- [Excerpted records]:
######

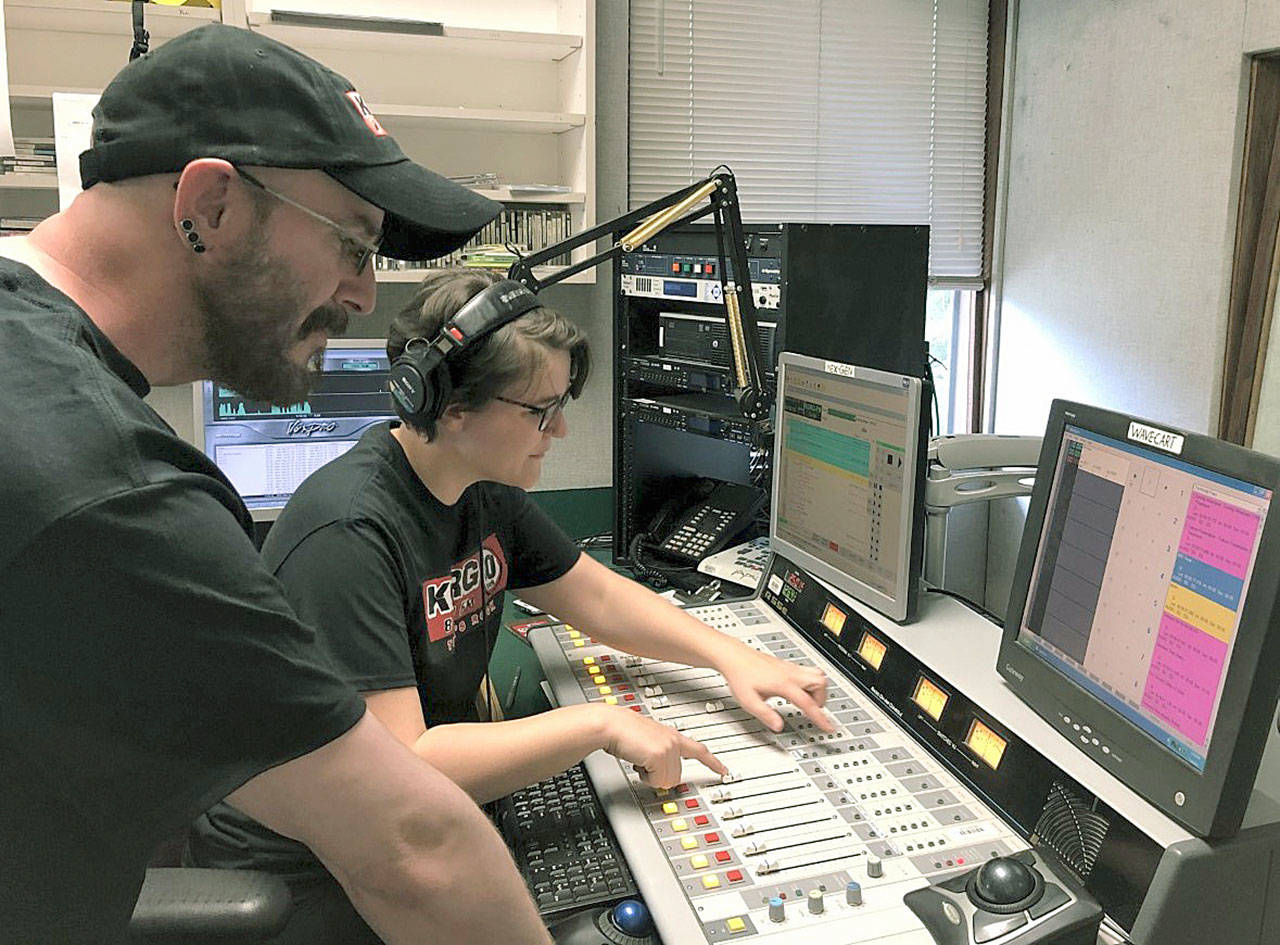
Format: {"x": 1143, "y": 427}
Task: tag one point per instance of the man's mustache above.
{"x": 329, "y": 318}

######

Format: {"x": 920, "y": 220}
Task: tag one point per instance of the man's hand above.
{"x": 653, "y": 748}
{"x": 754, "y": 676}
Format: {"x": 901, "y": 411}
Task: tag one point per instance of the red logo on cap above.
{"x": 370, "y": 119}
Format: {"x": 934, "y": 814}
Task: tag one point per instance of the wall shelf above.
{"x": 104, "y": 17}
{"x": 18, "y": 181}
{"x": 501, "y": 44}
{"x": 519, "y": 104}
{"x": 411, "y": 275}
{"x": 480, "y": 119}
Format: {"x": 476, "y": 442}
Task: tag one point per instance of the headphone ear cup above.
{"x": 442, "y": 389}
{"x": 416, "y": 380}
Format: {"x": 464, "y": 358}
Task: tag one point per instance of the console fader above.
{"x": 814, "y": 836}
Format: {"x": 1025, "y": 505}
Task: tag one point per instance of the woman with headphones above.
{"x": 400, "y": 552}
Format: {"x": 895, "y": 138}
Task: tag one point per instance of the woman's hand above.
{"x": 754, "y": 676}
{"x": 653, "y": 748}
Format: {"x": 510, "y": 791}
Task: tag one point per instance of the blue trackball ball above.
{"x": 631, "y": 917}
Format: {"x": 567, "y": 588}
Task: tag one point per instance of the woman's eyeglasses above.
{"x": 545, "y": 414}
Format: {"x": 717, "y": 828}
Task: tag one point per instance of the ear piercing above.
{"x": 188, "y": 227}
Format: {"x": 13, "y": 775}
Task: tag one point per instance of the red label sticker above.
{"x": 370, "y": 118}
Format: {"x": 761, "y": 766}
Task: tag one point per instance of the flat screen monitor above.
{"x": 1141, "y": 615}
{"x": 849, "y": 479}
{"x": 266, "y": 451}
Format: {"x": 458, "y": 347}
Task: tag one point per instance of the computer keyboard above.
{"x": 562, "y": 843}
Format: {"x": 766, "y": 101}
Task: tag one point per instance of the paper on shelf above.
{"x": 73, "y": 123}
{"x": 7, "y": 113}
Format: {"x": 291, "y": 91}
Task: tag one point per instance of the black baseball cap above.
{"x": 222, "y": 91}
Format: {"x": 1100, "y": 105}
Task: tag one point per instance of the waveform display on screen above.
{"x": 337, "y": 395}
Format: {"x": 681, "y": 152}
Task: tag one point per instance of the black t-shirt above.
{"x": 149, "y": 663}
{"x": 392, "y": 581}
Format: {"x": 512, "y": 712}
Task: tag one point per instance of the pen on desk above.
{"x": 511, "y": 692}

######

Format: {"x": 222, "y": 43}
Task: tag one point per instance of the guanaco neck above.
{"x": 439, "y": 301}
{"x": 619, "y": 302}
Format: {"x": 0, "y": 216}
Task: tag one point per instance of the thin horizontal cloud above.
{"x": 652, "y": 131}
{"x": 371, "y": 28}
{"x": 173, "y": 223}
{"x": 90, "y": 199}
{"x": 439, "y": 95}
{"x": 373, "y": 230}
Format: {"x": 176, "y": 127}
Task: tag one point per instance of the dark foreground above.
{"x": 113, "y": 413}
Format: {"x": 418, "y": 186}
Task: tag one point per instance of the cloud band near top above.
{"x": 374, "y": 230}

######

- [What to do]:
Please identify every line in the material above that contains the string "shelf" and copy each of those lines in full.

- [Output of the task]:
Task: tag one point per instance of the wall shelf above.
Task: tag one point per instance of the paper on shelf above.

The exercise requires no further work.